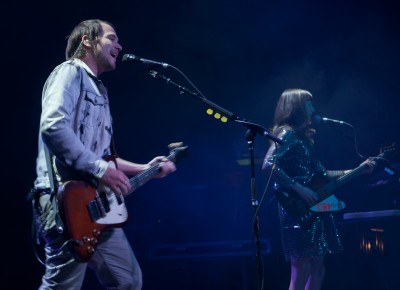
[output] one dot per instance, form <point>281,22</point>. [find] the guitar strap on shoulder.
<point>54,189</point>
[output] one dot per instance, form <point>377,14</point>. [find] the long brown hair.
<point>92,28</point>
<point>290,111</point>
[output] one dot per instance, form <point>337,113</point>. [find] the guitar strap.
------------------------------------
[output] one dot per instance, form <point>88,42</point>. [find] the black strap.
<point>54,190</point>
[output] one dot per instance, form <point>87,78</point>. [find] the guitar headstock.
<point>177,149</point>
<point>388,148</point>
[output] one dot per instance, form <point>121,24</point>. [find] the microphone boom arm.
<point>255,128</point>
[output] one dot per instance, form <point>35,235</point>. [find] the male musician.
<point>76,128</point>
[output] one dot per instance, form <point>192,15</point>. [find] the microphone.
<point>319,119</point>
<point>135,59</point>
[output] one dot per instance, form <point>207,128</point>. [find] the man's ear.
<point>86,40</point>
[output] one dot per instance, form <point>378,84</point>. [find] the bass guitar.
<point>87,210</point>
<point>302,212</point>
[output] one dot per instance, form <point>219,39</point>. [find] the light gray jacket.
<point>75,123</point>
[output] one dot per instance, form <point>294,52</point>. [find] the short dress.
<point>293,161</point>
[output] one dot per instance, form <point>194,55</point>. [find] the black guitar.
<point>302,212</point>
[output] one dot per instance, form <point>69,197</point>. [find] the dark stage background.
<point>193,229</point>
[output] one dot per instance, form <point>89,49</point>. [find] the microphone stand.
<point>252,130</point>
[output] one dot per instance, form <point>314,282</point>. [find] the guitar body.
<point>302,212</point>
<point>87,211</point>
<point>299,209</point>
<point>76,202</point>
------------------------------------
Task description: Using the entries above, repeat only the lines from the one containing "[output] one dot per instance, form <point>281,22</point>." through the one containing "[output] one dot per instance, form <point>337,113</point>.", end lines included.

Answer box:
[output] one dot per instance, form <point>281,22</point>. [find] the guitar strap on shoulder.
<point>54,189</point>
[output] one dot per instance, form <point>377,14</point>. [find] the long brown hair.
<point>92,28</point>
<point>290,111</point>
[output] one dot per instance, form <point>337,113</point>. [find] the guitar strap.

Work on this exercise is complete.